*Activity list*.
a) In one to three sentences, give the engine health monitoring text's reason why the USAF must advance its capabilities in engine life measurement and diagnostic monitoring of critical engine components.
b) Recast the paragraph of the engine health monitoring text that opens with "This paper outlines the strategy" as a short bulleted list that keeps its main facts.

*Provided text*.

Engine Health Monitoring (EHM) System for Advanced Diagnostic Monitoring of Gas Turbine Engines

Advancing the USAF's capabilities in engine life measurement and diagnostic monitoring of critical engine components is necessary to improve engine availability, minimize performance degradation, and reduce life cycle costs. Proven artificial intelligence (AI) technologies such as neural networks, fuzzy logic and expert systems present an opportunity to significantly enhance current trending and diagnostic capabilities in a real-time monitoring environment.

This paper outlines the strategy adopted by the USAF to develop a state-of-the-art engine health monitoring system. In addition, the status of an R&D program whose ultimate aim is to demonstrate the perceived capability is also discussed. Engine data currently sensed and recorded for post flight processing will be analyzed in a continuous real-time mode. For fault detection and accommodation, extensive knowledge of how a healthy engine operates under given conditions will be analyzed, and any deviation from this “normal” pattern of expected parameters will be detected and further analyzed. Faults resulting from sensor failure modes will be promptly isolated and more complex faults will be identified by reasoning utilizing fuzzy logic and pattern recognition schemes. The same sensed data will be used as inputs to the life measurement module of the monitoring system where life usage algorithms will determine critical component remaining life based on actual mission severity. The system under development will be based on the Rolls-Royce T45 engine (Adour) which is fitted to the Navy's F-405 trainer, and a full-scale demonstration of the technology will ultimately be conducted on this engine.

*Extracted records*.
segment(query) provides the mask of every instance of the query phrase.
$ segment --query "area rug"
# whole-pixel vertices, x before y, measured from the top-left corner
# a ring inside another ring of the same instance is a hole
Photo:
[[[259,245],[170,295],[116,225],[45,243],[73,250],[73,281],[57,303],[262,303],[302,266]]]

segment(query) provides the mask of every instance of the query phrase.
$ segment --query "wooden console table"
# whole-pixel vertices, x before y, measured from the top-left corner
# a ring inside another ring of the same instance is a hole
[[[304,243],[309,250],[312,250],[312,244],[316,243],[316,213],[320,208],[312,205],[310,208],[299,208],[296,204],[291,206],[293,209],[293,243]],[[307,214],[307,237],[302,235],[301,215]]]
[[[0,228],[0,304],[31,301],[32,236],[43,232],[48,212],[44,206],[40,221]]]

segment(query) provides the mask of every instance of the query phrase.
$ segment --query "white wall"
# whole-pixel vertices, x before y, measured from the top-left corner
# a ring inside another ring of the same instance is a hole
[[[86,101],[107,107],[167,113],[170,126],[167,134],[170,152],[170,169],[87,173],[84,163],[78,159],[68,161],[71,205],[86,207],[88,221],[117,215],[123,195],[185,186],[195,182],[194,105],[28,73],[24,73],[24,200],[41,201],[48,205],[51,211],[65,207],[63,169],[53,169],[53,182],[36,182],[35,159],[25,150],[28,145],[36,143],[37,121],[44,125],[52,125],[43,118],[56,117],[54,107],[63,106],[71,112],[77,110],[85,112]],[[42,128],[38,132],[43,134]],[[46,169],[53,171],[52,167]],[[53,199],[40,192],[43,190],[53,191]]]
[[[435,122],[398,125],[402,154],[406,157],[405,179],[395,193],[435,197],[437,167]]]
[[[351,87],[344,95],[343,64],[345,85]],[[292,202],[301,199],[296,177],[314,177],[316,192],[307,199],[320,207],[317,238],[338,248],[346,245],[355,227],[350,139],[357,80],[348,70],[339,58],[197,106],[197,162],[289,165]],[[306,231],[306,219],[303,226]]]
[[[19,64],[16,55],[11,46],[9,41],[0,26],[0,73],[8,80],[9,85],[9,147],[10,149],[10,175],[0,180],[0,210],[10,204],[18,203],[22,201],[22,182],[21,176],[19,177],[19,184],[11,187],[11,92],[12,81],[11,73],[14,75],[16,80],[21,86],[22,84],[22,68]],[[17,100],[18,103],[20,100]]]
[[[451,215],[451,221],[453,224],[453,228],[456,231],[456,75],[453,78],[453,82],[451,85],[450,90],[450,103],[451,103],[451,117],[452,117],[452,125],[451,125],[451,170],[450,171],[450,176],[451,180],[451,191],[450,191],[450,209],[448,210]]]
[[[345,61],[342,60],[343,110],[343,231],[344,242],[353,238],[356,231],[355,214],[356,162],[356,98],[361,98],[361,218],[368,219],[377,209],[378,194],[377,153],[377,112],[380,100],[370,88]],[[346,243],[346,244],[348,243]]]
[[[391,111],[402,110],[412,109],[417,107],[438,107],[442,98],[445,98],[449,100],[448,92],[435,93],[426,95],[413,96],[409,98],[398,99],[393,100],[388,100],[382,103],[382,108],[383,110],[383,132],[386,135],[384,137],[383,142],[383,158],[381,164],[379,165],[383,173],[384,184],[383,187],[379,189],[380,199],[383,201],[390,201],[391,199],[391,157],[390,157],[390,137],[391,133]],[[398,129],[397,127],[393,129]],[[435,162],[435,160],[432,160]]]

*Responses for each task*.
a) These advances are necessary to improve engine availability, minimize performance degradation, and reduce life cycle costs.

b)
- The paper outlines the USAF's strategy for developing a state-of-the-art engine health monitoring system and discusses the status of an R&D program meant to demonstrate that capability.
- Engine data now sensed and recorded for post-flight processing will be analyzed continuously in real time.
- Knowledge of how a healthy engine operates under given conditions will be used to detect and further analyze any deviation from the expected "normal" pattern.
- Sensor failures will be promptly isolated, and more complex faults will be identified through fuzzy logic and pattern recognition.
- The same data will feed a life measurement module, where life usage algorithms determine the remaining life of critical components based on actual mission severity.
- The system is based on the Rolls-Royce T45 engine (Adour), fitted to the Navy's F-405 trainer, and a full-scale demonstration will ultimately be conducted on this engine.